| How to complete this task |
Only the lines from the one containing "Could you point at the person standing" through the end of the listing below belong in your answer; retype them exactly.

| Task inputs |
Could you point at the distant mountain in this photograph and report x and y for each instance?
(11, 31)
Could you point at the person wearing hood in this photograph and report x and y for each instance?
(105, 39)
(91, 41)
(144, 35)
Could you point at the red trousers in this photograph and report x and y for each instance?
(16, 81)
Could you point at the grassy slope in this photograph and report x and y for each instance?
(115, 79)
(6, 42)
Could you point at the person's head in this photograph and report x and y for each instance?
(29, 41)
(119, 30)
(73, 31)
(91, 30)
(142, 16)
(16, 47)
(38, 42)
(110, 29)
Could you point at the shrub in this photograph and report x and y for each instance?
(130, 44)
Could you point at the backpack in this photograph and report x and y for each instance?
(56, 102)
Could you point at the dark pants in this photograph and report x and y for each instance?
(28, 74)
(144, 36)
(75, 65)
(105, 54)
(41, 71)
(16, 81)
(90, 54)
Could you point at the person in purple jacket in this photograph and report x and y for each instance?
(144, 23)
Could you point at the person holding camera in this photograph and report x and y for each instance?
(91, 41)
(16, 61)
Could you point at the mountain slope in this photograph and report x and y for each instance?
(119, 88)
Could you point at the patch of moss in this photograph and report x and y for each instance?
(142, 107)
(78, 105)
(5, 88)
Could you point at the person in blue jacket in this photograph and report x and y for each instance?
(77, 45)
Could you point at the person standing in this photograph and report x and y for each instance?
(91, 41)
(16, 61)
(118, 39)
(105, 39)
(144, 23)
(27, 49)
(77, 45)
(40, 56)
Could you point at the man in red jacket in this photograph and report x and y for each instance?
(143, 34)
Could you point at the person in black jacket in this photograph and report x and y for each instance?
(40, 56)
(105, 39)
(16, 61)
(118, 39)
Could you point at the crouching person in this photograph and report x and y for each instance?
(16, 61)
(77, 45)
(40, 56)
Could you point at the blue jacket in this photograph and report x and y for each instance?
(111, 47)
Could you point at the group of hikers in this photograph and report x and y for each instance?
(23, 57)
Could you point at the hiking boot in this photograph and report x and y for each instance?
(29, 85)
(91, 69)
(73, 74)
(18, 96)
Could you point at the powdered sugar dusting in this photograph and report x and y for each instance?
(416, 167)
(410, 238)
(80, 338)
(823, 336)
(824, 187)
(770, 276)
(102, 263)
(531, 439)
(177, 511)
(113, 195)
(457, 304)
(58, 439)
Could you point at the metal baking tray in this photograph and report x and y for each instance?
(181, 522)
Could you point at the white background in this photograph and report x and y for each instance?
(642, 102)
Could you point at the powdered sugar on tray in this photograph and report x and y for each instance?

| Response to the exercise |
Could you point at the person standing in this photograph and report x and y for each instance?
(91, 41)
(16, 61)
(118, 39)
(105, 39)
(144, 23)
(27, 49)
(77, 45)
(40, 56)
Could you point at the man in red jacket in this photograph and report x and y for each instance?
(143, 34)
Could you point at the person in black jacket in this photograph and report x and y for each instance?
(40, 56)
(105, 39)
(16, 61)
(118, 39)
Could you point at the crouching person in this photograph and report x and y for each instance?
(16, 61)
(77, 45)
(40, 56)
Could you point at the blue jacket in this photograph and report x and y for each instance?
(111, 47)
Could you point at the group of hikers in this photograph and report x and y for each instance?
(23, 57)
Could you point at the hiking boot in this photograph and report x and y for each instance?
(29, 85)
(91, 69)
(73, 74)
(18, 96)
Could you point at the powdered sugar dusting in this photograph and report x and y for each instance?
(416, 167)
(410, 238)
(80, 338)
(823, 336)
(824, 187)
(770, 276)
(102, 263)
(531, 439)
(177, 511)
(113, 195)
(457, 304)
(58, 439)
Could you point at the metal baking tray in this photograph and report x and y for each instance?
(181, 522)
Could you point at the white background in this photograph and report x and y for each instance?
(642, 102)
Could you point at the powdered sugar on tray in this photograph and report x and y for each instance?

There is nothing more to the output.